- Born: Ireland
- Awards: Robert A. Dahl Award (2018)

Academic background
- Education: Belvedere College
- Alma mater: Trinity College Dublin London School of Economics Yale University
- Thesis: The Patronage Network: Broker Power, Populism, and Democracy (2013)

Academic work
- School or tradition: Comparative politics; Political sociology; International relations; Political theory; Economics;
- Institutions: Trinity College Dublin Australian National University Australian Catholic University
- Main interests: Comparative politics; Political corruption; Theories of political behavior; International relations; Populism; Politics of India; Xenophobia; Ethnocentrism;
- Website: Paul D Kenny

= Paul D. Kenny =

Irish political scientist

Paul David Kenny is an Irish political scientist and author who specialises in comparative politics and political economics.

==Education==
Kenny attended Belvedere College, a private voluntary secondary school in Dublin. He proceeded to Trinity College Dublin in 2000, where he studied economics, graduating with first-class honours in 2004, and then attended the London School of Economics from 2005 to 2006, where he received an MSc in international relations and affairs. From 2006 to 2012, he attended Yale University, gaining an MA, MPhil, and PhD in political science. His PhD thesis was titled The Patronage Network: Broker Power, Populism, and Democracy.

==Career==
Kenny joined the Australian National University in 2013: from July 2013 to December 2017, he was a research fellow in Indian Political and Social Change, then from August 2019 to July 2020, he was an associate professor.

Kenny's research on populism, corruption, and political institutions has been published in many international peer-reviewed journals, including the International Studies Review, the Journal of Refugee Studies, British Journal of Political Science, Government and Opposition, The Journal of Politics, Political Research Quarterly, the Journal of Ethnic and Migration Studies, and the Journal of East Asian Studies.
——
### Set problem 1
Format everything in the records from the line containing "Please outline every instance of the nose" down to the last line of the records as a numbered list, leaving out blank lines.

Region annotation entries
——
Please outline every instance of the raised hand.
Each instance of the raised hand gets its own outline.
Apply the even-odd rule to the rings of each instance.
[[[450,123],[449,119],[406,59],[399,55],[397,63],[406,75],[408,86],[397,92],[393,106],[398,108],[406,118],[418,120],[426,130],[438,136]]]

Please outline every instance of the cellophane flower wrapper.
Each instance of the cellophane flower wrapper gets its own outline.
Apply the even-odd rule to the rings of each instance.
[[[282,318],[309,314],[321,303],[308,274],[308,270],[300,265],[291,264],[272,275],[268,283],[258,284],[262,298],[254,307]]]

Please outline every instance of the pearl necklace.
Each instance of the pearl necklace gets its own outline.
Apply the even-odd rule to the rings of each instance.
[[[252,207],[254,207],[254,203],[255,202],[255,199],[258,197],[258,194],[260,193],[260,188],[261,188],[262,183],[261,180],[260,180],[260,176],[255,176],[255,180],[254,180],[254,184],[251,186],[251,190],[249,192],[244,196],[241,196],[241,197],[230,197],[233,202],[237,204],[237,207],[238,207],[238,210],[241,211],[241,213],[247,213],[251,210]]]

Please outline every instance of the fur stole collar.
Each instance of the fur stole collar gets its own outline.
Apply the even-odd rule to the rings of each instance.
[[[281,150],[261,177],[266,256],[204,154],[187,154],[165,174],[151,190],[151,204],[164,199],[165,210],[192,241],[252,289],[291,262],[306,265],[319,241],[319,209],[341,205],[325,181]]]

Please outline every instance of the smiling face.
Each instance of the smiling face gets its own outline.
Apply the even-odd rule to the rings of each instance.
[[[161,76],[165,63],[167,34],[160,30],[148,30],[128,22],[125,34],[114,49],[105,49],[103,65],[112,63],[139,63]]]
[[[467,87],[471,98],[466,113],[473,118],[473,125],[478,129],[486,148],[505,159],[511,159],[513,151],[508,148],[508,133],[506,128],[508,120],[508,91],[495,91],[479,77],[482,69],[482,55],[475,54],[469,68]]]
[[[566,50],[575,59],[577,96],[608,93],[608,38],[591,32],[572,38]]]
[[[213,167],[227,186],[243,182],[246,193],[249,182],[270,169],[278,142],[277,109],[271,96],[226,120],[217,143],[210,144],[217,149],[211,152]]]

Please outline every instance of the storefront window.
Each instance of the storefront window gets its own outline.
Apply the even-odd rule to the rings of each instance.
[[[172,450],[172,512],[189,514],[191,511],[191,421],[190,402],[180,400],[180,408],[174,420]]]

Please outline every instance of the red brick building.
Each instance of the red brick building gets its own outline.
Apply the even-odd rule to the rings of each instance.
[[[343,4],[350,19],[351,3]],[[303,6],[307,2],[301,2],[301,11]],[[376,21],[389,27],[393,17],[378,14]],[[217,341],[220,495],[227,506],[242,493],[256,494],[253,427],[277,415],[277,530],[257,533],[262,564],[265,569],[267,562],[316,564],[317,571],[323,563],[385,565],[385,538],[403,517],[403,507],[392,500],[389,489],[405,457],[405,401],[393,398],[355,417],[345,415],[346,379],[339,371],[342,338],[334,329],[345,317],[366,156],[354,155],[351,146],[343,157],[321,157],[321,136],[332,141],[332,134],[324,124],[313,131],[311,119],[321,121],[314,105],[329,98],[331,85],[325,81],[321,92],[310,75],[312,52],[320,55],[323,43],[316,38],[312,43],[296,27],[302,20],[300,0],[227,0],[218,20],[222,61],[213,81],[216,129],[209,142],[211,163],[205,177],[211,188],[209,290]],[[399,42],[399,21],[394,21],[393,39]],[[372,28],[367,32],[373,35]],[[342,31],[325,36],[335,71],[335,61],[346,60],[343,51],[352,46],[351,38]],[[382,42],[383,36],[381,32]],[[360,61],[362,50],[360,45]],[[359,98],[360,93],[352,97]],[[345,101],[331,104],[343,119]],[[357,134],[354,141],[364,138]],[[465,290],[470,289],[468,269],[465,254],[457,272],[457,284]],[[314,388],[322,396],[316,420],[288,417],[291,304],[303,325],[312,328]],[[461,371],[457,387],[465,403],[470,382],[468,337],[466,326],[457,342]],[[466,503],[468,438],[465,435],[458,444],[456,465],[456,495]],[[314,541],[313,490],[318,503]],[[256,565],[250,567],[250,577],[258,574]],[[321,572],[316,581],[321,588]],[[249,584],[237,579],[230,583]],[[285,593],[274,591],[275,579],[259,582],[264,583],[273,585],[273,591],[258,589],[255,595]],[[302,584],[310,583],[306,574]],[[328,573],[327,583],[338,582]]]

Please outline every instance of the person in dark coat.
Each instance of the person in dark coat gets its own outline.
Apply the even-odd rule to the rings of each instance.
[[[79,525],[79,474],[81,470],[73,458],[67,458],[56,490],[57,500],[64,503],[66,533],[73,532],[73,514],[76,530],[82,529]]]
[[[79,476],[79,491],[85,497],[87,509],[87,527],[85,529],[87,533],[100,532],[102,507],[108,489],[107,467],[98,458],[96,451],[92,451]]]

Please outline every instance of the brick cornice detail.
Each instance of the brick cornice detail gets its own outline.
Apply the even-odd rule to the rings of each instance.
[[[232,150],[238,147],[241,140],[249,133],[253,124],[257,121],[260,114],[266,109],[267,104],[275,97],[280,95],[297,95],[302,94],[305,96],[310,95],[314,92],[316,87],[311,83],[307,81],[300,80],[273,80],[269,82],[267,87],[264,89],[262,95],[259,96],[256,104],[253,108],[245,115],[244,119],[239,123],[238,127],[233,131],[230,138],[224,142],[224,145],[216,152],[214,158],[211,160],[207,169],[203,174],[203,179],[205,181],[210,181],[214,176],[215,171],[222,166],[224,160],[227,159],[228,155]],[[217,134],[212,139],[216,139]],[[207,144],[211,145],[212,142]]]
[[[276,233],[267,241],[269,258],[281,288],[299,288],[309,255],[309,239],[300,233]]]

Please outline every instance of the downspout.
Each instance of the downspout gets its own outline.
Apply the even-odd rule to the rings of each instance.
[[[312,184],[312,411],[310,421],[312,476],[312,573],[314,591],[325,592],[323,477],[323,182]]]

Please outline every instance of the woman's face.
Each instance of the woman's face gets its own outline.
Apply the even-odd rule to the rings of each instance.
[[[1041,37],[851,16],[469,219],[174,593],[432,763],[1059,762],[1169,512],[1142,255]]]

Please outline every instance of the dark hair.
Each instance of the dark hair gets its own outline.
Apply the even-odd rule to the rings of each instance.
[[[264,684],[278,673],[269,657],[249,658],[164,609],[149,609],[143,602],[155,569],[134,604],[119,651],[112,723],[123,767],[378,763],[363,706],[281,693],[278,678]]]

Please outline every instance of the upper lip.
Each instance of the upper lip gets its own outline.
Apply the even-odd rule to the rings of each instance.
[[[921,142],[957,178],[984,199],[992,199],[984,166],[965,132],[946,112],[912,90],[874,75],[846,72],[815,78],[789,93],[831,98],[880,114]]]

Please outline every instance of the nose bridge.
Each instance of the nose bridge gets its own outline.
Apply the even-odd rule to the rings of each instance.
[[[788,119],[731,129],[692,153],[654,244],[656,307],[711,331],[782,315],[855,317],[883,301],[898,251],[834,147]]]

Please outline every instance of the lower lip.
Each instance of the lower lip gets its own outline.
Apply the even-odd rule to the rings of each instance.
——
### Set problem 2
Resume the article on political scientist Paul D. Kenny, picking up right after its final sentence.

### Written response 1
1. Please outline every instance of the nose bridge.
2. Each instance of the nose bridge gets its own outline.
3. Apply the even-odd rule to the rings of each instance.
4. [[[788,119],[731,129],[692,153],[654,244],[656,307],[711,331],[782,315],[855,317],[883,301],[898,251],[834,147]]]
5. Please outline every instance of the lower lip.
6. Each instance of the lower lip gets its own outline.
7. Apply the even-odd rule to the rings of each instance.

### Written response 2
In 2017, Kenny explored the micro-foundations of populism in his book Populism and Patronage: Why Populists Win Elections in India, Asia, and Beyond with Oxford University Press, which won the 2018 Robert A. Dahl Award. He wrote two books with Cambridge University Press (Populism in Southeast Asia in 2018 and Why Populism? Political Strategy from Ancient Greece to the Present in 2023), exploring his belief that populism is best understood "less as a political ideology than as a cost-effective political strategy."

Since July 2020, Kenny has held the post of Professor of Political Science at the Australian Catholic University. He is head of the Department of Political & Social Change.

In May 2023, Kenny moderated Mapping Global Populism — Panel 2: Populism, Macho-Fascism and Varieties of Illiberalism in The Philippines, a European Center for Populism Studies panel, with speakers Adele Webb, Mark R. Thompson, Jean S. Encinas-Franco, Jefferson Lyndon D. Ragragio.

==Selected works==
===Books===
- Kenny, Paul D. (2017). "Populism and Patronage: Why Populists Win Elections in India, Asia, and Beyond"
- Kenny, Paul D. (2018). "Populism in Southeast Asia"
- Kenny, Paul (2023). "Why Populism? Political Strategy from Ancient Greece to the Present"

===Journal articles===
- Kenny, Paul D. (2010). "The Meaning of Torture"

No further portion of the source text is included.